YOUR OBJECTIVE: Convert the lines below into a Markdown table with two columns, Row and Line. Give each line its own row number and leave out any blank lines.

EXTRACTED ENTRIES:
________________

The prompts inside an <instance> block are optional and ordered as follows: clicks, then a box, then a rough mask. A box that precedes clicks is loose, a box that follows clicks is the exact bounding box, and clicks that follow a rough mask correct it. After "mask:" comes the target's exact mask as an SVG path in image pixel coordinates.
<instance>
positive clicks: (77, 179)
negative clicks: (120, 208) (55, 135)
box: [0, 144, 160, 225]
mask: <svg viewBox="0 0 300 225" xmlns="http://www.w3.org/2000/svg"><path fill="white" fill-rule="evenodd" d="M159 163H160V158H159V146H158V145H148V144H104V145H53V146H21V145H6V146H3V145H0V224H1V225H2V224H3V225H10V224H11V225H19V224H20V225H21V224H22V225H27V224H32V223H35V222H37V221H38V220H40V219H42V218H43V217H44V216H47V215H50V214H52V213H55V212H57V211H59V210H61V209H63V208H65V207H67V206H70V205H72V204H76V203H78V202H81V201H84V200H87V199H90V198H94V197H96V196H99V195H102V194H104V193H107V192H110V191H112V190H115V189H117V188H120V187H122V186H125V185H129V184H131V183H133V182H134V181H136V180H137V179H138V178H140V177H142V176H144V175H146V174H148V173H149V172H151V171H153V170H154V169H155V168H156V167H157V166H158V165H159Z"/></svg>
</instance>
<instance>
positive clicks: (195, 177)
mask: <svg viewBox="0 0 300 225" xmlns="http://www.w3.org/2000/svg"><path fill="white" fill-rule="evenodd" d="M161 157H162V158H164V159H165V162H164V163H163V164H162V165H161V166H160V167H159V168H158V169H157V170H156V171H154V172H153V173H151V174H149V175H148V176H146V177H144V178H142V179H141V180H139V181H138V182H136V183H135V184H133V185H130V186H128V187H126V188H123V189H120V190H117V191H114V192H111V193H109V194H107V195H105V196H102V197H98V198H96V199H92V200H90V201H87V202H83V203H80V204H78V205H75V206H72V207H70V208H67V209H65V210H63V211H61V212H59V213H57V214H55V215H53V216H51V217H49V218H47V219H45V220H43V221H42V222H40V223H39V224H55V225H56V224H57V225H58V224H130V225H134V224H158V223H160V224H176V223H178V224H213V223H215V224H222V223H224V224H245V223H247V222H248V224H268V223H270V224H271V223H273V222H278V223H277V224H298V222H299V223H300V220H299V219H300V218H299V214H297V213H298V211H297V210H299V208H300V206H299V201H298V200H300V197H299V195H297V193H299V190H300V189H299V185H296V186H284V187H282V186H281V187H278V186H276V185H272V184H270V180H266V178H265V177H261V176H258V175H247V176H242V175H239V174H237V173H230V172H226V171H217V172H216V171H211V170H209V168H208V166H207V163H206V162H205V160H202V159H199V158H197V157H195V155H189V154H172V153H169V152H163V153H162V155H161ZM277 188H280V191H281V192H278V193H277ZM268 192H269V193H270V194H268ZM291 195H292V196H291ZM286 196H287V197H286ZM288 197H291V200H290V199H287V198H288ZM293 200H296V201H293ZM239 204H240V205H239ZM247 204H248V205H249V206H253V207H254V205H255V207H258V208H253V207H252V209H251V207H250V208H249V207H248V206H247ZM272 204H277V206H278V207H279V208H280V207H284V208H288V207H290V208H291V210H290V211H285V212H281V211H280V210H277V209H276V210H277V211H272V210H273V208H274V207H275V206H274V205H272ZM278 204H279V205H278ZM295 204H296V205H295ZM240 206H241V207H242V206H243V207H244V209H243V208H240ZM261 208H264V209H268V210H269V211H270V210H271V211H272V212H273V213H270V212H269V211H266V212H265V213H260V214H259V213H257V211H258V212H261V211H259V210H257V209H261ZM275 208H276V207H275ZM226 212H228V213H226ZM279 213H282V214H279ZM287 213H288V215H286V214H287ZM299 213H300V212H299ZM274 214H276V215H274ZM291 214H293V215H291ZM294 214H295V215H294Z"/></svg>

________________

RESPONSE AREA:
| Row | Line |
|---|---|
| 1 | The prompts inside an <instance> block are optional and ordered as follows: clicks, then a box, then a rough mask. A box that precedes clicks is loose, a box that follows clicks is the exact bounding box, and clicks that follow a rough mask correct it. After "mask:" comes the target's exact mask as an SVG path in image pixel coordinates. |
| 2 | <instance> |
| 3 | positive clicks: (77, 179) |
| 4 | negative clicks: (120, 208) (55, 135) |
| 5 | box: [0, 144, 160, 225] |
| 6 | mask: <svg viewBox="0 0 300 225" xmlns="http://www.w3.org/2000/svg"><path fill="white" fill-rule="evenodd" d="M159 163H160V158H159V146H158V145H148V144H104V145H53V146H21V145H6V146H3V145H0V224H1V225H2V224H3V225H10V224H11V225H19V224H20V225H21V224H22V225H27V224H32V223H35V222H37V221H38V220H40V219H42V218H43V217H44V216H47V215H50V214H52V213H55V212H57V211H59V210H61V209H63V208H65V207H67V206H70V205H72V204H76V203H78V202H81V201H84V200H87V199H90V198H94V197H96V196H99V195H102V194H104V193H107V192H110V191H112V190H115V189H117V188H120V187H122V186H125V185H129V184H131V183H133V182H134V181H136V180H137V179H138V178H140V177H142V176H144V175H146V174H148V173H149V172H151V171H153V170H154V169H155V168H156V167H157V166H158V165H159Z"/></svg> |
| 7 | </instance> |
| 8 | <instance> |
| 9 | positive clicks: (195, 177) |
| 10 | mask: <svg viewBox="0 0 300 225" xmlns="http://www.w3.org/2000/svg"><path fill="white" fill-rule="evenodd" d="M161 157H162V158H164V159H165V162H164V163H163V164H162V165H161V166H160V167H159V168H158V169H157V170H156V171H154V172H153V173H151V174H149V175H148V176H146V177H144V178H142V179H141V180H139V181H138V182H136V183H135V184H133V185H130V186H128V187H126V188H123V189H120V190H117V191H114V192H111V193H109V194H107V195H105V196H102V197H98V198H96V199H92V200H90V201H87V202H83V203H80V204H78V205H75V206H72V207H70V208H67V209H65V210H63V211H61V212H59V213H57V214H55V215H53V216H51V217H49V218H47V219H45V220H43V221H42V222H40V223H39V224H55V225H56V224H57V225H58V224H130V225H134V224H158V223H160V224H176V223H178V224H213V223H215V224H222V223H224V224H245V223H247V222H248V224H268V223H270V224H271V223H273V222H278V223H277V224H298V222H299V223H300V220H299V219H300V218H299V214H297V213H298V211H297V210H299V208H300V206H299V201H298V200H300V197H299V195H297V193H299V190H300V189H299V185H296V186H284V187H282V186H281V187H278V186H276V185H272V184H270V180H266V178H265V177H261V176H258V175H247V176H242V175H239V174H237V173H230V172H226V171H217V172H216V171H211V170H209V168H208V166H207V163H206V162H205V160H202V159H199V158H197V157H195V155H189V154H172V153H169V152H163V153H162V155H161ZM277 188H280V191H281V192H278V193H277ZM268 192H269V193H270V194H268ZM291 195H292V196H291ZM286 196H287V197H286ZM288 197H291V200H290V199H287V198H288ZM293 200H296V201H293ZM239 204H240V205H239ZM247 204H248V205H249V206H253V207H254V205H255V207H258V208H253V207H252V209H251V207H250V208H249V207H248V206H247ZM272 204H277V206H278V207H279V208H280V207H284V208H288V207H290V208H291V210H290V211H285V212H281V211H280V210H277V209H276V210H277V211H272V210H273V208H274V207H275V206H274V205H272ZM278 204H279V205H278ZM295 204H296V205H295ZM240 206H241V207H242V206H243V207H244V209H243V208H240ZM261 208H264V209H268V210H269V211H270V210H271V211H272V212H273V213H270V212H269V211H266V212H265V213H260V214H259V213H257V211H258V212H261V211H259V210H257V209H261ZM275 208H276V207H275ZM226 212H228V213H226ZM279 213H282V214H279ZM287 213H288V215H286V214H287ZM299 213H300V212H299ZM274 214H276V215H274ZM291 214H293V215H291ZM294 214H295V215H294Z"/></svg> |